→ **WHAT THIS TASK INVOLVES**
The lines to repeat are those below from the one containing "positive clicks: (31, 261)" down to the one containing "box: [183, 133, 240, 248]", both included; reproduce them exactly and nothing else.

→ **RECORD EXTRACTS**
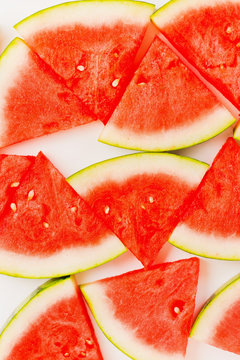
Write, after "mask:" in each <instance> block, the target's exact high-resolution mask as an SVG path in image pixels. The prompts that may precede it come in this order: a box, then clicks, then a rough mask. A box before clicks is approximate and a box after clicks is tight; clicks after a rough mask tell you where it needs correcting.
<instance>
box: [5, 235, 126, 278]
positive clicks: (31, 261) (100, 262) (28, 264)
mask: <svg viewBox="0 0 240 360" xmlns="http://www.w3.org/2000/svg"><path fill="white" fill-rule="evenodd" d="M126 251H127V249H126V248H125V246H124V245H123V244H122V242H121V241H120V240H119V239H118V238H117V237H116V236H114V235H108V236H106V237H105V239H103V240H102V241H101V243H100V244H99V245H93V246H85V247H83V246H78V247H72V248H71V249H65V250H62V251H61V252H59V253H58V254H55V255H51V256H48V257H37V256H28V255H22V254H16V253H13V252H10V251H6V250H0V273H1V274H5V275H11V276H16V277H22V278H37V279H41V278H43V279H44V278H49V277H61V276H65V275H69V274H76V273H78V272H82V271H85V270H89V269H92V268H95V267H97V266H99V265H102V264H105V263H106V262H108V261H110V260H113V259H115V258H116V257H118V256H120V255H121V254H123V253H124V252H126Z"/></svg>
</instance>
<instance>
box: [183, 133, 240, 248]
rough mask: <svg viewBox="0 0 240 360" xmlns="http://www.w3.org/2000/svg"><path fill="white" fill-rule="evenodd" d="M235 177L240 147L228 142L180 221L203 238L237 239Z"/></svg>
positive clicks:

→ **RESPONSE TO THIS TASK**
positive clicks: (31, 261) (100, 262) (28, 264)
mask: <svg viewBox="0 0 240 360" xmlns="http://www.w3.org/2000/svg"><path fill="white" fill-rule="evenodd" d="M126 251H127V249H126V248H125V246H124V245H123V244H122V242H121V241H120V240H119V239H118V238H117V237H116V236H114V235H108V236H106V237H105V239H103V240H102V241H101V243H100V244H99V245H93V246H85V247H83V246H78V247H72V248H71V249H65V250H62V251H61V252H59V253H58V254H55V255H51V256H48V257H37V256H28V255H22V254H16V253H13V252H10V251H6V250H0V273H1V274H5V275H11V276H16V277H22V278H37V279H41V278H43V279H44V278H49V277H61V276H65V275H69V274H76V273H78V272H82V271H85V270H89V269H92V268H95V267H97V266H99V265H102V264H105V263H106V262H108V261H110V260H113V259H115V258H116V257H118V256H120V255H121V254H123V253H124V252H126Z"/></svg>
</instance>
<instance>
box: [183, 133, 240, 248]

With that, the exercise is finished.